### EXERCISE BRIEF
The answer should be a single number, the count of lines in this material that contain "query".

### TASK INPUTS
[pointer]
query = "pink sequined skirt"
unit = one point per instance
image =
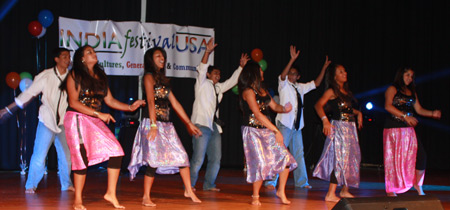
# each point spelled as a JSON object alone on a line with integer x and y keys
{"x": 265, "y": 157}
{"x": 99, "y": 142}
{"x": 341, "y": 153}
{"x": 400, "y": 150}
{"x": 165, "y": 152}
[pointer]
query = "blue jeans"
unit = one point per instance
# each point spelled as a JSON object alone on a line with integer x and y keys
{"x": 44, "y": 139}
{"x": 210, "y": 143}
{"x": 293, "y": 139}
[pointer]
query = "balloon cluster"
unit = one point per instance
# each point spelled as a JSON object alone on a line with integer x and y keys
{"x": 37, "y": 28}
{"x": 22, "y": 80}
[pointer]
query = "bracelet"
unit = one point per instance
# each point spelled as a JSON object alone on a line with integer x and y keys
{"x": 9, "y": 111}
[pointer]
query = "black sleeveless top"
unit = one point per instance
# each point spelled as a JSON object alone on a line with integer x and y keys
{"x": 339, "y": 109}
{"x": 162, "y": 103}
{"x": 405, "y": 104}
{"x": 249, "y": 118}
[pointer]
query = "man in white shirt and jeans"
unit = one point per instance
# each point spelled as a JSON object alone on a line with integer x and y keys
{"x": 290, "y": 124}
{"x": 205, "y": 115}
{"x": 51, "y": 118}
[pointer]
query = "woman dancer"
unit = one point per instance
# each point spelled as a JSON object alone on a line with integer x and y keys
{"x": 90, "y": 140}
{"x": 402, "y": 149}
{"x": 156, "y": 144}
{"x": 341, "y": 156}
{"x": 265, "y": 153}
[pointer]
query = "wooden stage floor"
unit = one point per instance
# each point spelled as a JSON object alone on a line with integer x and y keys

### WRITTEN SOLUTION
8